TEXT SEGMENT:
□ □ □ □ □

# Internet option for rural folks



## r82230 (Mar 1, 2016)

I'm kind of in a no man's land for internet service on the farm. :huh: No cable, DSL, etc. (at one time was using dial up) type options. Been trying to work from home last couple of months or so and needed a faster service than a mobile phone hot spot.

I use VOIP phone service at my office and the computer uses VPN. So a couple of months ago, I bit the bullet and had satellite internet installed. Worked 'OK' for somethings, but not phone service or VPN, the lag time (2500-3000 ms,2.5 -3 seconds), is not conducive for phone conversations.  I have one of my office phones at home, client's don't know (or care usually) where I'm at, as long as I'm available.

My nephew (who was in same situation living 1/2 mile away as crow files), needing faster internet at home found this:

https://www.gotw3.com/

I've been on it for a month or so, internet phones work fine, VPN hasn't been a problem, needless to say I'm happy with service. :wub: I'm actually on the 'Urban' plan. I was paying $79.99 a month for satellite, at best 25 Mbps and would slow down with data cap. This service is $80 a month, no data cap and I'm seeing speeds of over 50 Mbhs at times. Most of the time i'm in the 30-40 Mbps. 

Depending upon your location you could be on Verizon, ATT or T-Mobile (they just put in different sim card). I'm on T-Mobile presently. Once someone comes up with a 600 Mhz booster, I could see speeds of 70+ Mbps. The 600 Mhz is a newly used frequency I believe, so most boosters only go as low as 700 Mhz.

Thought I toss this out for those who may have been in the same boat as me. My nephew says he can use NetFlex, and some other streaming service. I don't used those things, so I don't have an opinion.

I've added an outside antenna that allows me to have Wi Fi, almost all over the farm (over 1/2 mile, if you have a clear line of site to the top of my hay shed  ). I could add another antenna on top of the old silo, to hit a few blocked areas (maybe someday).

Oh ya, along with no data cap, no slow down, there is NO contract (unlike satellite that I'm paying to get out of :angry: ). Easy to hook up, travels well (could even use with an RV), plug in and ready to go in less than a minute. Downside, modem you have to buy, up front, not much to it for the price. But I suppose someone has to make a buck or two. :huh:

Larry


----------



## dvcochran (Oct 1, 2017)

FYI, the link is spam.


----------



## paoutdoorsman (Apr 23, 2016)

Looks like got3w.com currently don't got not 3w. Their site is down. Some very interesting reviews found when searching. Lots of negative regarding customer service and sudden service drops if you use too much the 'unlimited' data. My son and his wife are moving to KY for the next 4 years and living in an area with weak cell signal, and limited internet options. I'm wondering if this could be an option for him.


----------



## r82230 (Mar 1, 2016)

dvcochran said:


> FYI, the link is spam.


Was working, but not now..................................

□ □ □ □ □

DATA ENTRIES:
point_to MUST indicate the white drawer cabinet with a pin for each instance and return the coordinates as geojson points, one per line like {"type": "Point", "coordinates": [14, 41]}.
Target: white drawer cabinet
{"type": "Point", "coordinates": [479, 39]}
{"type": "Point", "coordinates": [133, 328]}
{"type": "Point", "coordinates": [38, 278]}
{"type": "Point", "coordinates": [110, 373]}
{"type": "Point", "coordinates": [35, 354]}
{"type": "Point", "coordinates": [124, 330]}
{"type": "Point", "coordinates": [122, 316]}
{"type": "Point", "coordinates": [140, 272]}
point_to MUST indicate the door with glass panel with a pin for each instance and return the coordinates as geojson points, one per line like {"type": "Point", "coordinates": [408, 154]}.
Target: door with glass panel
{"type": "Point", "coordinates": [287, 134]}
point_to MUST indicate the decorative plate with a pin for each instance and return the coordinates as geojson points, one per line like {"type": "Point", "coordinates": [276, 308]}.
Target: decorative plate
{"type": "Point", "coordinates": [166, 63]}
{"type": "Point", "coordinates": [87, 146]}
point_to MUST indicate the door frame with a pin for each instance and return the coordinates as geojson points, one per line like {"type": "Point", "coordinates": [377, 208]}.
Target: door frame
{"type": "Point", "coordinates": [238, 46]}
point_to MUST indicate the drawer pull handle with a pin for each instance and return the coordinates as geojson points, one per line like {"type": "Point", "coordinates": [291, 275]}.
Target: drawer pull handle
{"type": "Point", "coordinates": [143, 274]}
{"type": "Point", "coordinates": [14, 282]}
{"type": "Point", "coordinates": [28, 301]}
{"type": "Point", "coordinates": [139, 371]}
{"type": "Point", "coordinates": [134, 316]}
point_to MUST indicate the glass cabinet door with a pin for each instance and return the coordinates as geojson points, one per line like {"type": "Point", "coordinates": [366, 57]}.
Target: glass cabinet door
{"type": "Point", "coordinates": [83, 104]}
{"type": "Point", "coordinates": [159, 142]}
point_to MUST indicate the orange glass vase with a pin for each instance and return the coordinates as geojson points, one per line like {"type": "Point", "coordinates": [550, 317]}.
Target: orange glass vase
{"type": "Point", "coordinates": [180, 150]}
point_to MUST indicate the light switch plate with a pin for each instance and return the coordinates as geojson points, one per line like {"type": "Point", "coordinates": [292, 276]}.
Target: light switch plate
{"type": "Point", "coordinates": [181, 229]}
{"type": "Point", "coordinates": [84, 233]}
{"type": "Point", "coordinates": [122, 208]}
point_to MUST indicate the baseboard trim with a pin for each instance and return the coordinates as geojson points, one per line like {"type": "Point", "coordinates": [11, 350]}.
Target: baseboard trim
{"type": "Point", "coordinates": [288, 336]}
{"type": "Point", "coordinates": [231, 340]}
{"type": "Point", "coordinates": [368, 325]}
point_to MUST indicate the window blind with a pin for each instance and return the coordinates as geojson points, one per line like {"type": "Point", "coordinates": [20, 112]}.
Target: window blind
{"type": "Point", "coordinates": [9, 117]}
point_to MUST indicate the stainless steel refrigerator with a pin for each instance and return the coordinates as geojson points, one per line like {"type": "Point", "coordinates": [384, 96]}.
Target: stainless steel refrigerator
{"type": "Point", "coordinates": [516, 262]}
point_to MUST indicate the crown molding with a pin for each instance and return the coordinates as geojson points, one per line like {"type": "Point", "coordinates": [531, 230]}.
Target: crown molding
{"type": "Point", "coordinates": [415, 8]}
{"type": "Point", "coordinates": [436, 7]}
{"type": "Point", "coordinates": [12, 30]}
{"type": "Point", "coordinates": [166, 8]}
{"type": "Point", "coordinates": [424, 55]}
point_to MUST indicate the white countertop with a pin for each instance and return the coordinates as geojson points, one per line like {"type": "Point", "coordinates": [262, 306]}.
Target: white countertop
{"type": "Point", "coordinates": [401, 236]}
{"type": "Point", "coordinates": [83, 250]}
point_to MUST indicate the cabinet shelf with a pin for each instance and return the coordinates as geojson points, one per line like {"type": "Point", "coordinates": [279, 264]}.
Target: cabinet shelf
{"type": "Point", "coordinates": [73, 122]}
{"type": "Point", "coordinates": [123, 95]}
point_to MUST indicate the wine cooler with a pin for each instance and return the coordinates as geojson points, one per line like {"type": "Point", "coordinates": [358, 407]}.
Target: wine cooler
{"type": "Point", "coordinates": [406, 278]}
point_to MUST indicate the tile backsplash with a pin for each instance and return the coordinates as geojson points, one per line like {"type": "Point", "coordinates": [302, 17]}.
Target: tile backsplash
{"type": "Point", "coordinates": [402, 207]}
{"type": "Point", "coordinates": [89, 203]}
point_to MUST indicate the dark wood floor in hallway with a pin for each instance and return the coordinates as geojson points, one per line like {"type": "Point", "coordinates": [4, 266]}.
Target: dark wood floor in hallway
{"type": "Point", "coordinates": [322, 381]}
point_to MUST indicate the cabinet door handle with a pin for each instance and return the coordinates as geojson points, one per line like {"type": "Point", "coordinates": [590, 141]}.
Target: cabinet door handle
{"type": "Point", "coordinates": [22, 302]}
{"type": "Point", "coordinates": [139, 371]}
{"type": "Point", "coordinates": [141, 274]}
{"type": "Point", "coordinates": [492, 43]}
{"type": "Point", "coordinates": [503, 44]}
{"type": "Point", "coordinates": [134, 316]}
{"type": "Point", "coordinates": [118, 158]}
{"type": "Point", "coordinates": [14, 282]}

□ □ □ □ □

YOUR INSTRUCTIONS: Reproduce the part of the rural internet thread that runs from "## paoutdoorsman (Apr" up to and including "option for him.".

EXERCISE SOLUTION:
## paoutdoorsman (Apr 23, 2016)

Looks like got3w.com currently don't got not 3w. Their site is down. Some very interesting reviews found when searching. Lots of negative regarding customer service and sudden service drops if you use too much the 'unlimited' data. My son and his wife are moving to KY for the next 4 years and living in an area with weak cell signal, and limited internet options. I'm wondering if this could be an option for him.